In the forum post about grouping ids with an aggregator, transcribe the part starting with "class IDsAgg extends" and going on through "acc.IDs.add(ID)".

Start of Reading passage

Our job has unbounded state from Debezium/Kafka, uses RocksDB, and we have a number of Aggregators like the following, which group a set of ids by some foreign key "group_id". The sets are usually 10-100 ids in size, but at the largest the sets could at some theoretical point get into the tens of thousands of ids (right now largest sets are ~2000 ids).

table.groupBy($"group_id")
      .aggregate(
        new IDsAgg()(
          $"member_id"
        ) as ("member_ids")
      )
      .select($"group_id", $"member_ids")

case class IDsAcc(
    var IDs: mutable.Set[Long]
)
class IDsAgg extends AggregateFunction[Row, IDsAcc] {

  override def createAccumulator(): IDsAcc =
    IDsAcc(mutable.Set())

  def accumulate(
      acc: IDsAcc,
      ID: Long
  ): Unit = {
    acc.IDs.add(ID)

End of Reading passage
Start of Dataset content

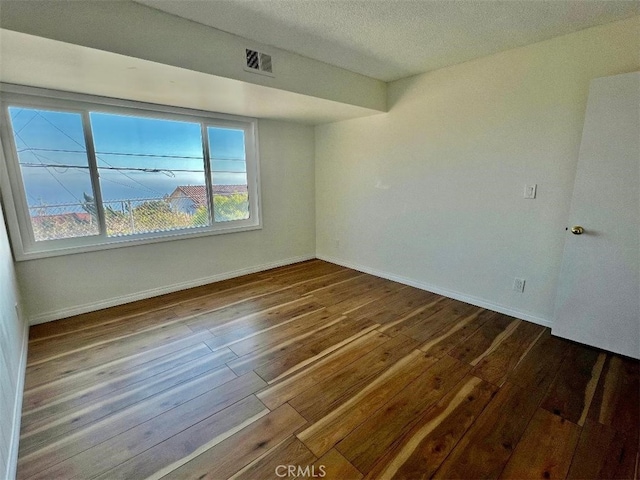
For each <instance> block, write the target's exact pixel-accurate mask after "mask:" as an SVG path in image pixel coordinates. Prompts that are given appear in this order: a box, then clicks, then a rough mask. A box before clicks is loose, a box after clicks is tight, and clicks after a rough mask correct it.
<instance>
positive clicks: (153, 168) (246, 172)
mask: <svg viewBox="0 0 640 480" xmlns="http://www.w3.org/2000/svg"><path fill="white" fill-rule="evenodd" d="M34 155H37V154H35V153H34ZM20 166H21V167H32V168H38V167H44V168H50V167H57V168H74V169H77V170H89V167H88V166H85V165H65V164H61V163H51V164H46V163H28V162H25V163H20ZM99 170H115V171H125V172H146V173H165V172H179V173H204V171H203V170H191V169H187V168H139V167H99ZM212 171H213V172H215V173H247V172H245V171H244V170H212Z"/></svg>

End of Dataset content

Final answer:
class IDsAgg extends AggregateFunction[Row, IDsAcc] {

  override def createAccumulator(): IDsAcc =
    IDsAcc(mutable.Set())

  def accumulate(
      acc: IDsAcc,
      ID: Long
  ): Unit = {
    acc.IDs.add(ID)